## Passage shown
--------------------------------

Another useful diagnostic is to place a Ronchi screen at the focus, and view the mirror surface in the light of a star. With four or five bands, they should be perfectly straight. If the bands bow in or out, the mirror is over- or under-corrected.
The purpose of testing on stars is that "you get what you see." There is no math to interpret or figures to misinterpret. The fact that you see errors in the formation of your star images says your mirror will always perform that well and no better. The Ronchi test on a star is essentially a (not very sensitive) null test; straight bands mean good. You can also use a knife edge at focus, but you also see all the air currents.
Testing at center of curvature is good because you do it indoors under controlled conditions, but you're measuring the first derivative of the figure, not the figure itself.
--Richard
On 3/14/2015 8:57 AM, Tim Cwrote:
Hi Mike,
Tom or Jerry are the experts here, but, I want to give you my take- what I would generally interpret first. Then, you can check with Tom, Jerry and Richard for more advice and most likely a clearer explanation.
Before I get there though I would like to say I use a program written by Reifke to interpret my Foucault results. I do not know what algorithm he uses in his program but I like the way it shows results. The pin stick I gave you does not use the same settings for pin placements. You will have to manually measure and change these within the program. The output of this program gives you a picture of the wavefront and where to make changes. It looks like this:
The lower horizontal line is a perfect mirror. The output is the line traced from left to right representing the mirror surface. The vertical lines represent the zones. You can visually see where the correction is needed. Both Tom and Jerry ( actually several others as well) tell me you really can't trust this because the algorithm is unknown.
In Richard's book on page 212, you see the pattern in general you describe showing an over correction. To me, that means the curve is too deep. Where I get all fouled up is visualizing if this means you have too long or too short a radius of curvature. I always seem to get it backward. But, I think it means the radiuses are shorter in an overcorrected mirror. For me, I just visually see a deeper curve or dish if you will. It means we need to flatten the curve.

--------------------------------

## Record excerpts
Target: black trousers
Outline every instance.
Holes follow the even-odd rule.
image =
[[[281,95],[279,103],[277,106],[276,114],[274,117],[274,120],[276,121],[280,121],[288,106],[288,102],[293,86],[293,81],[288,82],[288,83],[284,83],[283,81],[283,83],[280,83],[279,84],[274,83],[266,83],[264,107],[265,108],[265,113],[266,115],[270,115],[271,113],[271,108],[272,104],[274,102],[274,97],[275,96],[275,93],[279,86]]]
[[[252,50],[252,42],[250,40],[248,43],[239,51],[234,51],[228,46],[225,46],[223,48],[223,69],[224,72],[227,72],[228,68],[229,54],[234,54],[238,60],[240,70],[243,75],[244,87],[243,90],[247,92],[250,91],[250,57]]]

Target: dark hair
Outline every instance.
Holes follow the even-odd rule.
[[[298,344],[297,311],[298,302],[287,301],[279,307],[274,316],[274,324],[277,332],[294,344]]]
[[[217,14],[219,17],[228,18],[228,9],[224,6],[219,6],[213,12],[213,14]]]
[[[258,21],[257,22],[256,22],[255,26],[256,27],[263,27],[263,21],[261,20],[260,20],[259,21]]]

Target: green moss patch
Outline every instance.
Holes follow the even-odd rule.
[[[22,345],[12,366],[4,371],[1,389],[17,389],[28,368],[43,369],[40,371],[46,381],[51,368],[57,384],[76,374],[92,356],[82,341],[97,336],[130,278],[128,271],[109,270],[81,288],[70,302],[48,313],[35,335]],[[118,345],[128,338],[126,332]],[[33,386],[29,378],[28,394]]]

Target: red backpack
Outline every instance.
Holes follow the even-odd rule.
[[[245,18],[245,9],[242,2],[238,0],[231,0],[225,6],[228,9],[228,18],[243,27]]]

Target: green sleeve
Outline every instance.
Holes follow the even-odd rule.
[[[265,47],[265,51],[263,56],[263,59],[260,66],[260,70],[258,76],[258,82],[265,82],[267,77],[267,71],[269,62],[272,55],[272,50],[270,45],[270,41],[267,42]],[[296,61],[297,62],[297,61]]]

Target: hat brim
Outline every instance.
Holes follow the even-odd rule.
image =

--------------------------------

## Check your understanding
a - From the passage on telescope mirror testing, extract the part starting with "Another useful diagnostic" and going on through "the figure itself.", copied word for word.
b - Extend the passage on telescope mirror testing past its final sentence, keeping the same voice and subject.

## Response list
a -
Another useful diagnostic is to place a Ronchi screen at the focus, and view the mirror surface in the light of a star. With four or five bands, they should be perfectly straight. If the bands bow in or out, the mirror is over- or under-corrected.
The purpose of testing on stars is that "you get what you see." There is no math to interpret or figures to misinterpret. The fact that you see errors in the formation of your star images says your mirror will always perform that well and no better. The Ronchi test on a star is essentially a (not very sensitive) null test; straight bands mean good. You can also use a knife edge at focus, but you also see all the air currents.
Testing at center of curvature is good because you do it indoors under controlled conditions, but you're measuring the first derivative of the figure, not the figure itself.

b -
What I would do, depending on where the errors are on the wavefront is to use TOT and a spherizing stroke in general.
The hard part here is you sent some images that do not represent this exact picture. I am going to search some pictures in Suiter's book a bit and see if I can't find something a little more definitive . In the meantime, yes some Ronchi pictures might really help here. Try for 4-6 lines inside or out. The other thing is, you can wait and we'll all look at this next Tuesday.T
PS- just for fun see if the pin stick placement measurements on my pin stick are the " effective radius" you see in the picture. I believe these are the measurements you would need to manually use in Reifke's program. ( if you choose to check it out)
Sent from my iPad
On Mar 13, 2015, at 9:56 PM, Mike C wrote:
MikeHi Tim:I did center over center last night as per Tom, followed by large w's to blend and got similar results. I'm not sure why things are looking exactly the same in star testing. I see a bright outer ring out of focus and then a diffused circle with bright spot inside focus. That either means that I've got over correction or turned edge. I;ve got to figure out again how to get some decent Ronchi grams to show. Again what does over correction mean with respect to the curve and what part of the curve needs working on?